[Dataset records]
+ + + +
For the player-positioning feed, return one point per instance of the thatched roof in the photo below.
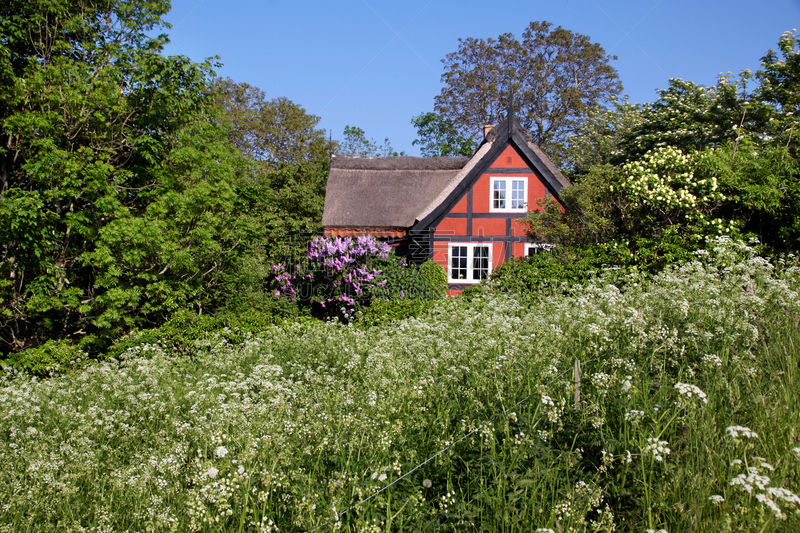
(384, 192)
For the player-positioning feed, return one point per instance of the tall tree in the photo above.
(115, 194)
(555, 75)
(276, 131)
(439, 137)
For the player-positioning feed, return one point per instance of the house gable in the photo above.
(460, 212)
(475, 227)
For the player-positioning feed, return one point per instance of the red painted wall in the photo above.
(483, 225)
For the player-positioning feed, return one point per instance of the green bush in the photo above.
(48, 359)
(381, 312)
(434, 278)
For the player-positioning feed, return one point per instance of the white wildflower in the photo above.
(658, 448)
(686, 389)
(735, 431)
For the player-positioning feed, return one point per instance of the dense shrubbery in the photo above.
(688, 417)
(341, 275)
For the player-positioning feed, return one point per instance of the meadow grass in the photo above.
(685, 418)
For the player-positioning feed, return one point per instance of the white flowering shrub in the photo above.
(471, 416)
(664, 184)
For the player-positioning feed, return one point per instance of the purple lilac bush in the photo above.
(338, 275)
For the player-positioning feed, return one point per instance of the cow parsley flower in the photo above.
(688, 390)
(735, 431)
(656, 447)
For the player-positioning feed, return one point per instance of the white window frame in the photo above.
(508, 186)
(539, 247)
(470, 259)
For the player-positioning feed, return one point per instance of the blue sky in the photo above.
(376, 64)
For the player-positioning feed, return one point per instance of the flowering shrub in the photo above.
(663, 185)
(308, 425)
(338, 276)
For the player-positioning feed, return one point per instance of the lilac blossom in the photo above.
(338, 274)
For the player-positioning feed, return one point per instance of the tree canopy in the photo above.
(642, 173)
(556, 76)
(439, 137)
(275, 132)
(355, 142)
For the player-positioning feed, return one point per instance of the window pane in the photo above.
(518, 194)
(480, 262)
(458, 262)
(499, 194)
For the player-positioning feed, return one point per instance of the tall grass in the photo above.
(688, 419)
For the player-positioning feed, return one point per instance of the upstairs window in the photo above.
(537, 248)
(509, 195)
(469, 263)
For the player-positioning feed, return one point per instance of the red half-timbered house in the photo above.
(460, 212)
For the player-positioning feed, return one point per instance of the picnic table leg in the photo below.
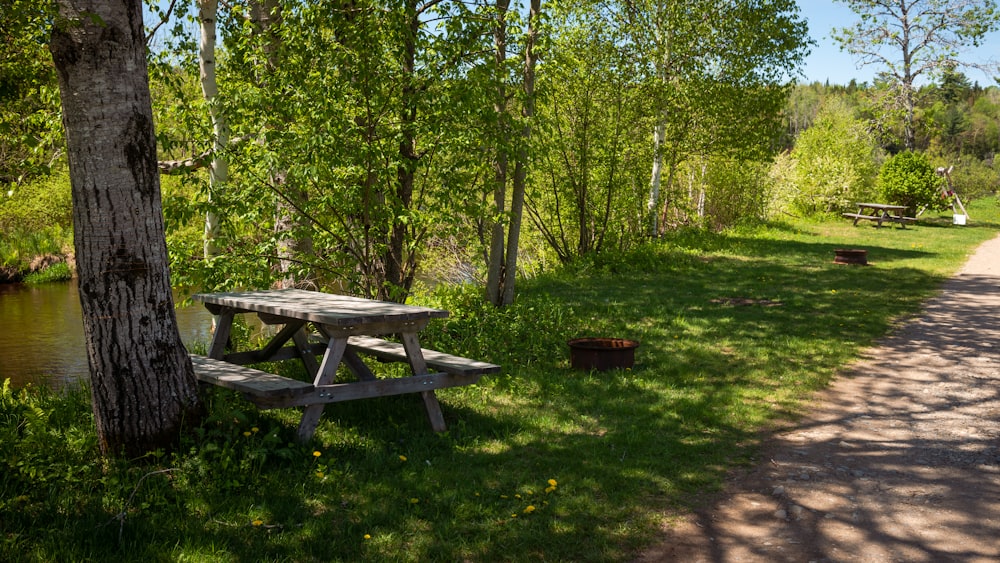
(324, 376)
(221, 337)
(419, 366)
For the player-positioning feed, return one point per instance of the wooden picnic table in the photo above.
(344, 327)
(881, 213)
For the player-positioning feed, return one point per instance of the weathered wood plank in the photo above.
(258, 386)
(395, 352)
(318, 307)
(339, 392)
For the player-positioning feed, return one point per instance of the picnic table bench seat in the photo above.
(259, 387)
(394, 352)
(891, 219)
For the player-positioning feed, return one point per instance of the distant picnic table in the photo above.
(344, 327)
(881, 213)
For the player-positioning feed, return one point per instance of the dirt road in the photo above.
(899, 460)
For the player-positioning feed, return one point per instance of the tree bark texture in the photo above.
(219, 172)
(142, 381)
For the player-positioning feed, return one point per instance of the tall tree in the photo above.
(502, 268)
(142, 381)
(219, 169)
(693, 49)
(913, 38)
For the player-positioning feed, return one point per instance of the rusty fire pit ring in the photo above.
(602, 354)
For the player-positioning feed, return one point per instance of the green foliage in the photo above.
(909, 179)
(973, 178)
(30, 128)
(835, 163)
(736, 191)
(56, 272)
(42, 204)
(521, 334)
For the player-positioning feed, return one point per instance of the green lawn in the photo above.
(540, 462)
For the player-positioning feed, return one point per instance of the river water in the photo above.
(41, 333)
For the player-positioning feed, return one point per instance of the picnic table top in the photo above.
(319, 307)
(884, 206)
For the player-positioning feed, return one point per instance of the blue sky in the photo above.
(827, 62)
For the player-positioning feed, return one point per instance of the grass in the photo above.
(540, 462)
(54, 273)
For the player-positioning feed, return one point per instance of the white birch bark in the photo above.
(219, 171)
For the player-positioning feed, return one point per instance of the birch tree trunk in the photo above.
(501, 107)
(142, 381)
(659, 137)
(219, 171)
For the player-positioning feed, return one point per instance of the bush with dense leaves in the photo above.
(909, 179)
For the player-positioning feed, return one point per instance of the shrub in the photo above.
(909, 179)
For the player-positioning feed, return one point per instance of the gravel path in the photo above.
(898, 460)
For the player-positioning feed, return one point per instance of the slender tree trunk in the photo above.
(398, 269)
(521, 166)
(219, 171)
(659, 137)
(142, 381)
(501, 107)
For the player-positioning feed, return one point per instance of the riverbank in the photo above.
(737, 330)
(40, 269)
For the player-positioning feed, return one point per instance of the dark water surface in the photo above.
(41, 333)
+ + + +
Request:
Write out every entry again word for word, without any of the pictures.

Output for this task:
For the player-positioning feed, return one point per instance of the thatched roof in the photo below.
(384, 192)
For the player-positioning feed, return one point per instance of the tall tree in the photo above.
(115, 194)
(555, 75)
(276, 131)
(439, 137)
For the player-positioning feed, return one point per instance of the house gable in the photo above.
(460, 212)
(475, 227)
For the player-positioning feed, return one point per instance of the red painted wall in the photo above.
(483, 225)
For the player-positioning feed, return one point per instance of the green bush in the photo above.
(48, 359)
(381, 312)
(434, 278)
For the player-positioning feed, return one point per instance of the white wildflower in the photo above.
(658, 448)
(686, 389)
(735, 431)
For the player-positioning feed, return one point per instance of the dense shrubbery in the photo above.
(688, 417)
(341, 275)
For the player-positioning feed, return one point per instance of the meadow grass in the photo above.
(685, 418)
For the player-positioning feed, return one point per instance of the white flowering shrub in the photo above.
(471, 416)
(664, 184)
For the player-positioning feed, return one point per instance of the purple lilac bush in the photo above.
(338, 275)
For the player-positioning feed, return one point per instance of the cow parsley flower in the photo above.
(688, 390)
(735, 431)
(656, 447)
For the player-positioning feed, return one point per instance of the white window frame in the photo above.
(508, 186)
(539, 247)
(470, 259)
For the player-positioning feed, return one point per instance of the blue sky in the photo above.
(376, 64)
For the player-positioning feed, return one point per instance of the flowering shrub in the photo above.
(663, 185)
(308, 425)
(338, 276)
For the player-positioning feed, return one point per instance of the lilac blossom in the photo above.
(338, 274)
For the player-positioning feed, return one point per instance of the tree canopy in the photo above.
(642, 173)
(556, 76)
(439, 137)
(275, 132)
(355, 142)
For the player-positioning feed, return one point per instance of the window pane in the photo above.
(518, 194)
(480, 262)
(458, 262)
(499, 194)
For the player-positioning feed, return one point per instance of the tall grass in the photo above.
(688, 419)
For the player-positioning feed, return one point per instance of the upstairs window in the photo above.
(537, 248)
(509, 195)
(469, 263)
For the player-positioning feed, return one point per instance of the red half-timbered house in the photo above.
(460, 212)
For the player-positioning feed, return one point per instance of the picnic table leg in the photo below.
(324, 376)
(221, 337)
(419, 366)
For the player-positioning feed, return one point per instance of the wooden picnic table in the photo above.
(344, 327)
(881, 213)
For the player-positioning feed, return one point per instance of the weathered wood plank in the photo above.
(258, 386)
(395, 352)
(318, 307)
(339, 392)
For the player-positioning feed, return one point per instance of the picnic table bench seat in the photo above.
(259, 387)
(394, 352)
(891, 219)
For the player-positioning feed, return one point per instance of the distant picnic table in the photo above.
(344, 327)
(881, 213)
For the player-positioning feed, return one point per instance of the dirt road in the photo above.
(899, 460)
For the player-positioning feed, return one point per instance of the tree bark texture in the photo above.
(219, 172)
(142, 381)
For the player-positioning feed, return one point per instance of the tall tree in the photo above.
(502, 268)
(142, 381)
(219, 169)
(693, 49)
(913, 38)
For the player-positioning feed, return one point per instance of the rusty fire pit ring in the photo above.
(602, 354)
For the player-positioning feed, return one point per instance of the green foliage in the photo above.
(909, 179)
(973, 178)
(30, 128)
(835, 163)
(736, 191)
(56, 272)
(42, 204)
(521, 334)
For the player-positioning feed, return one point per instance of the green lawn in the photo above.
(540, 462)
For the player-positioning feed, return one point per instance of the river water in the photo above.
(41, 333)
For the player-positioning feed, return one point per instance of the picnic table top in the photo above.
(319, 307)
(884, 206)
For the player-positioning feed, return one point per instance of the blue sky in the photo above.
(827, 62)
For the player-positioning feed, return one point per instance of the grass in the photo above.
(540, 462)
(54, 273)
For the player-positioning feed, return one point per instance of the white birch bark in the photo above.
(219, 171)
For the player-positioning feed, return one point per instance of the birch tree trunk in the photo above.
(501, 107)
(142, 381)
(659, 137)
(219, 171)
For the player-positioning feed, return one point per instance of the bush with dense leaves in the photo above.
(909, 179)
For the player-positioning feed, return one point per instance of the shrub in the photo above.
(909, 179)
For the player-positioning feed, return one point per instance of the gravel path in the photo above.
(898, 460)
For the player-positioning feed, return one point per instance of the slender tree trunk in the photo above.
(398, 269)
(521, 166)
(219, 171)
(659, 137)
(142, 381)
(501, 107)
For the player-positioning feed, return one point per instance of the riverbank in the photo above.
(737, 330)
(40, 269)
For the player-positioning feed, return one point per instance of the dark water surface in the photo above.
(41, 333)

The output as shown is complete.